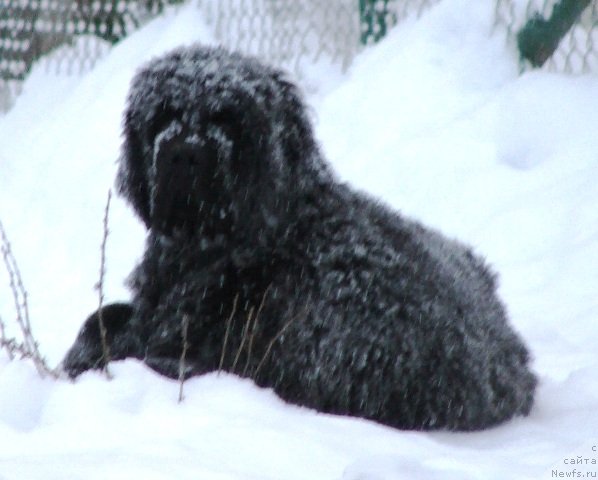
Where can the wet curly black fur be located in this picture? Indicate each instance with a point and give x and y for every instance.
(288, 276)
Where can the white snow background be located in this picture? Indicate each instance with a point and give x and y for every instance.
(436, 121)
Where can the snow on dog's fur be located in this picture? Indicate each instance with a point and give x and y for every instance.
(287, 276)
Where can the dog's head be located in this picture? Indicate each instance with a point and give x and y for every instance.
(215, 143)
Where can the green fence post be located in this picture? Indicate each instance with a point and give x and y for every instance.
(539, 39)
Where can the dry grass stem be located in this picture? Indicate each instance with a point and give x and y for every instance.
(100, 289)
(244, 336)
(227, 332)
(29, 347)
(184, 334)
(254, 329)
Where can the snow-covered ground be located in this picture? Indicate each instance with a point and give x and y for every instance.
(437, 122)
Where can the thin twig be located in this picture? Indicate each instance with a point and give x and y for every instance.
(29, 348)
(184, 331)
(254, 329)
(273, 341)
(244, 336)
(226, 334)
(100, 288)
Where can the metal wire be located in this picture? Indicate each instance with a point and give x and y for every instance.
(577, 50)
(283, 32)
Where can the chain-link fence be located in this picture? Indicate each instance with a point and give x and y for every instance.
(559, 33)
(29, 29)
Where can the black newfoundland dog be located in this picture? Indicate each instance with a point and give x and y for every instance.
(260, 263)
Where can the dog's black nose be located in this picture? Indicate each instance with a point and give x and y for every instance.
(182, 180)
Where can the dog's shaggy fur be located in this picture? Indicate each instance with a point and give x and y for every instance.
(283, 274)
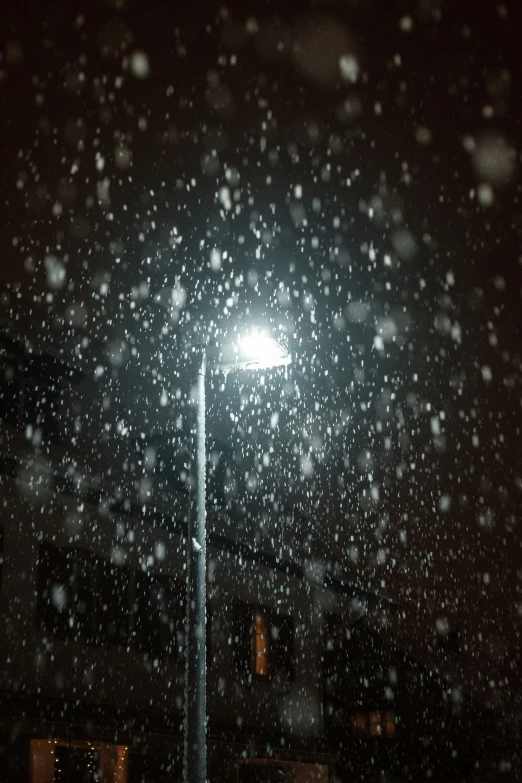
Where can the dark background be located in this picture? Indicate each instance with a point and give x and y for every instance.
(359, 164)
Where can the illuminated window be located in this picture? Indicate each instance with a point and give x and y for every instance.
(71, 761)
(389, 722)
(261, 644)
(265, 642)
(375, 723)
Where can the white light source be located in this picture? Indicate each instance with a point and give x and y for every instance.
(254, 351)
(258, 351)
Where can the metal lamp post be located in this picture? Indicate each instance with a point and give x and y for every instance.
(256, 351)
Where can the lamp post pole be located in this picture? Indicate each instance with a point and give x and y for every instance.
(254, 353)
(195, 756)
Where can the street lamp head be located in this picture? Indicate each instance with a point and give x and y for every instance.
(254, 351)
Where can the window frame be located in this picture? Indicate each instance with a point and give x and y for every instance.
(280, 659)
(362, 727)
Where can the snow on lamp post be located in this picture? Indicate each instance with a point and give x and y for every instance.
(254, 351)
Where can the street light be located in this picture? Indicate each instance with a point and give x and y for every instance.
(254, 351)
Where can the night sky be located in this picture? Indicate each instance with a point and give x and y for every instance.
(347, 173)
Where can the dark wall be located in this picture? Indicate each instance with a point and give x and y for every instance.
(438, 730)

> Objective
No pictures belong in the copy: reproduce exactly the lines above from the one that contains "Where can the black" through the last line of the entries.

> Full answer
Where can the black newfoundland dog be located in this picture? Indicate each instance with a point and give x and y for every instance.
(260, 263)
Where can the dog's black nose be located in this picture? Indicate each instance with a point and give x and y for every instance.
(182, 180)
Where can the dog's shaggy fur be located in this picture? Indicate each instance with a point and give x and y for every instance.
(283, 274)
Where can the dark background be located in this picture? Indicate each instance with a point and give x and y for every instance.
(359, 164)
Where can the illuminated window be located in this picture? Indicate each instance with a point and give x and y for every instance.
(71, 761)
(389, 722)
(261, 644)
(265, 642)
(375, 723)
Where can the white light source be located in this picture? Indicate each instance with a point and give x and y for every instance.
(254, 351)
(258, 351)
Where can the metal lamp post be located in this picture? Indicate each instance with a point and give x and y for every instance.
(256, 351)
Where can the lamp post pole be located in this picture? Indicate each instance with a point and give x and y for every instance.
(254, 353)
(195, 756)
Where can the street lamp head be located in this picture? Indicate each instance with a point and give x and y for every instance.
(254, 351)
Where can the window frame be located in this picture? Indicate each instance with a point and give x and y for every instance.
(280, 659)
(362, 727)
Where can the snow on lamp post be located in this picture? Indicate each instance with a point and give x and y for every instance.
(254, 351)
Where can the street light be located in this picture? Indicate each instance with a point and give x and y for every instance.
(254, 351)
Where can the night sky be located in this picture? Indicate each instance with a point and give x and y for every instance.
(347, 173)
Where can the dark wall be located in this picture? Indicate each instance with a point and give x and y for every instance.
(438, 730)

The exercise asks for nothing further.